### PROVIDED DATA
-=-=-=-=-
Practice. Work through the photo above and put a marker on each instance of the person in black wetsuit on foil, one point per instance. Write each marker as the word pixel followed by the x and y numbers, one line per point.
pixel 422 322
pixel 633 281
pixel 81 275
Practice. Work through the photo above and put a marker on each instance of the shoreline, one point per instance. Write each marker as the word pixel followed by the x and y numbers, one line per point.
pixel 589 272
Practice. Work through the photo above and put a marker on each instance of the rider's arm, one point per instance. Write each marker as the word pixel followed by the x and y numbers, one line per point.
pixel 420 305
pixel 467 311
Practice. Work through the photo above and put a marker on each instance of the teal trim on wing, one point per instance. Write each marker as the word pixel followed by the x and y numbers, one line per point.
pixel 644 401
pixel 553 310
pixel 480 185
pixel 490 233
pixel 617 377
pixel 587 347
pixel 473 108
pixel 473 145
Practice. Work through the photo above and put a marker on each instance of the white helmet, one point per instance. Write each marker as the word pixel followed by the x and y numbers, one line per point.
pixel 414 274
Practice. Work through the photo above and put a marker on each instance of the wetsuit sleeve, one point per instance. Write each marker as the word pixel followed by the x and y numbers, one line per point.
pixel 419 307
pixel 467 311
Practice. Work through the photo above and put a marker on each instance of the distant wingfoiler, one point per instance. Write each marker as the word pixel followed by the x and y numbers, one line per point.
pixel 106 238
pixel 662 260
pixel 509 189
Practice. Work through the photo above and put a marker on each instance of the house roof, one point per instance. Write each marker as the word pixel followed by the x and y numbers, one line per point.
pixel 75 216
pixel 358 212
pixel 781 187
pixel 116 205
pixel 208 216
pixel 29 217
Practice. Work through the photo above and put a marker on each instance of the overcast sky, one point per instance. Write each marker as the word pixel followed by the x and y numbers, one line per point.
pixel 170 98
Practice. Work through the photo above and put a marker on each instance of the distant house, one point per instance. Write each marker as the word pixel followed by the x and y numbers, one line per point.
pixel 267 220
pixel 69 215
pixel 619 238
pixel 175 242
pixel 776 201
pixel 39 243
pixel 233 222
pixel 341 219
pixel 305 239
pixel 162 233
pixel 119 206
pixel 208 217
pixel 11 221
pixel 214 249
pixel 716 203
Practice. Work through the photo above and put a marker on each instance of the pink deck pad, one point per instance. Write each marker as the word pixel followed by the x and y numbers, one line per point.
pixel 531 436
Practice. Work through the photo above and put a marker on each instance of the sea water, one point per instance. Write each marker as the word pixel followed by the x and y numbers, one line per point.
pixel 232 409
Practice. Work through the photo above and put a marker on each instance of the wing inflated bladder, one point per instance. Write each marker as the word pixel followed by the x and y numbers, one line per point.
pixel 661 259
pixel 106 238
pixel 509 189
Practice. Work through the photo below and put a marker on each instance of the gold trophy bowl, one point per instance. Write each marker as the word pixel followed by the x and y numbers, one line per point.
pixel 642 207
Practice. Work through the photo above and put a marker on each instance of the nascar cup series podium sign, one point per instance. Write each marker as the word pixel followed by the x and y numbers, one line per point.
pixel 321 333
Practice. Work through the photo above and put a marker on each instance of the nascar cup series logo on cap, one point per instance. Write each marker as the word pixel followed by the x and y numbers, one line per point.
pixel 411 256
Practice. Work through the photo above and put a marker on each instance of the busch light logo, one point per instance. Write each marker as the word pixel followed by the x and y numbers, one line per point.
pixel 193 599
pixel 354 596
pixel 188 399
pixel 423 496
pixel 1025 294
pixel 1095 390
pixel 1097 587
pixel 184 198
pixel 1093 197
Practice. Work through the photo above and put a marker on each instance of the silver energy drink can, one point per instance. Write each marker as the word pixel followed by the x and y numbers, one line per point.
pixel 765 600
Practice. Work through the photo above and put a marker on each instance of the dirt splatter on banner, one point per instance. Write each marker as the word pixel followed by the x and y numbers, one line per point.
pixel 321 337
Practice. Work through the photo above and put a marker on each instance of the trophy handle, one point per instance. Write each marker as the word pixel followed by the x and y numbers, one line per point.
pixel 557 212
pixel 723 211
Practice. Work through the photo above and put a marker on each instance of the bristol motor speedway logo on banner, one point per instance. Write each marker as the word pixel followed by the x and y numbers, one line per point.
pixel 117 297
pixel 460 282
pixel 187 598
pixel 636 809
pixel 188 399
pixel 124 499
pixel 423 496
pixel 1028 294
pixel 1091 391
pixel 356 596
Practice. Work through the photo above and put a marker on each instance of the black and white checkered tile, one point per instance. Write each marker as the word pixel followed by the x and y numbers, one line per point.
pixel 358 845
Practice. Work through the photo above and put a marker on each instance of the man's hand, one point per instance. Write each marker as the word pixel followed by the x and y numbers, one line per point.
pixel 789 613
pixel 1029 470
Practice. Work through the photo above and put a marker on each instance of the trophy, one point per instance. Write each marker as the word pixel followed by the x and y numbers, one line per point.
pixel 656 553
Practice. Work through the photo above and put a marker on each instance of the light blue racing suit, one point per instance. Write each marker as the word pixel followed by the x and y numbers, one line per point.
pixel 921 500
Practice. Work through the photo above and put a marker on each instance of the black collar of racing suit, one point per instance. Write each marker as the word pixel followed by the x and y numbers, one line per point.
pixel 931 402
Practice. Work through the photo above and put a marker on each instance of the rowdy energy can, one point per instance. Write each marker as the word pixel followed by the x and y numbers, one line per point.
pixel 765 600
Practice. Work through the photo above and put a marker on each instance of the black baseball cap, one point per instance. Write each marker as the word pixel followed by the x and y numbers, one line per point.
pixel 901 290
-=-=-=-=-
### ASSIGNED TASK
Reproduce the lines word for word, starting at the one holding "the trophy, one" and ending at the final line of the material above.

### SOLUTION FOR THIS TASK
Practice. Work through the photo above and put a marker on each instance of the trophy, one point per instance. Write each marker as the word pixel followed by the x and y numbers, one line per point.
pixel 656 553
Practice. Work through the photo above and put a marker on each instance of the light blue racing suit, one point per instance. Write each marker as the word pixel followed by the x and y numbers, one line per point.
pixel 921 500
Practice. Work through the photo above and put a marker on each instance of the black collar of racing suit, one point per instance. Write each marker as the word pixel followed by the x and y numbers, one line per point.
pixel 931 402
Practice. Work through the photo above and put a marker on each instance of the rowdy energy can, one point per instance. Write each marker as the word pixel followed by the x and y numbers, one line per point.
pixel 765 600
Practice. Work through the photo above and put a marker on each instance of the black baseball cap, one point per instance. Write each marker as the word pixel followed by the x and y numbers, one line per point.
pixel 901 290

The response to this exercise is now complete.